What you will do >>
1. In the forum thread below on C integer types, which gcc option turns on the truncation warning?
2. List every username that posts a comment in the forum thread below on C integer types.

Giter VIP home page Giter VIP logo

Comments (23)

chipaca avatar chipaca commented on July 22, 2024

Out of curiosity, which libc functions take or return ints? (turns out it's hard to get a list of that from google).

from micropython.

pfalcon avatar pfalcon commented on July 22, 2024

Checking closer, I don't see careful handling:

machine_int_t mp_obj_get_int(mp_obj_t arg);
int ord = mp_obj_get_int(o_in);

Careful handling for that would require explicit cast. And one may only wonder why -Wall in gcc doesn't include truncation warning. It takes -Wconversion to enable it.

from micropython.

pfalcon avatar pfalcon commented on July 22, 2024

Out of curiosity, which libc functions take or return ints? (turns out it's hard to get a list of that from google).

Like, you want complete list? ;-) (Almost) any C standard lib func which takes integer value, takes it as type int, even memchr is defined as memchr (void *__s, int __c, size_t __n). Most trivial one which returns int is strlen().

from micropython.

hagenkaye avatar hagenkaye commented on July 22, 2024

not really, functions such as strlen return size_t

Generally, on a 32 bit machine size_t would be 32 bits while on a 64 bit machine size_t would be 64 bits. I say generally, because even these cases are not 100% true at all times.

The C library defines most functions with these types of types instead of ints for portability. Also, the c sizeof() operator returns a size_t.

from micropython.

dpgeorge avatar dpgeorge commented on July 22, 2024

On my machine, it's size_t strlen().

Yes, I have not been careful enough with the distinction between int, unsigned int, machine_int_t and machine_uint_t. Whenever I have to write one of these in a type decl or defn, I stress about what the right thing to do is.

STM is 32-bit, so int, size_t and void* are all the same size for that port, so I wasn't super concerned about it. But I agree it needs to be sorted out.

Well, as suggested by @pfalcon, I would say use machine_int_t for cases where you are getting the value of a small int and doing small int arithmetic.

Don't you anyway have the problem on 64-bit machines using int, that it's not 64 bits?

from micropython.

pfalcon avatar pfalcon commented on July 22, 2024

not really, functions such as strlen return size_t

Good catch, I told that I don't do 64 bits and still partly live in happy world of K&R C which didn't have stuff like size_t ;-).

from micropython.

pfalcon avatar pfalcon commented on July 22, 2024

Ok, then if we need to deal with machine_int_t, then we need to be able to printf it in any port: #56.

from micropython.

Data section >>
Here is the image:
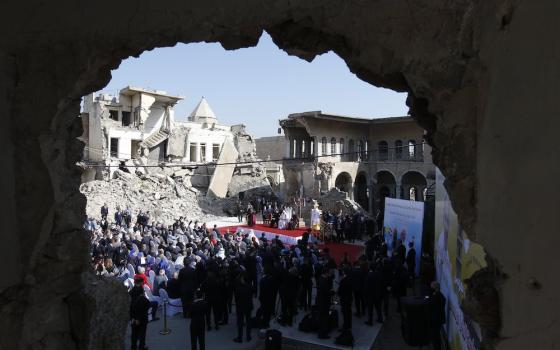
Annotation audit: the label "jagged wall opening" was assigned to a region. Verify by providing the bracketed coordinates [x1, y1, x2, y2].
[0, 0, 560, 349]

Answers to the exercises >>
1. -Wconversion

2. chipaca, pfalcon, hagenkaye, dpgeorge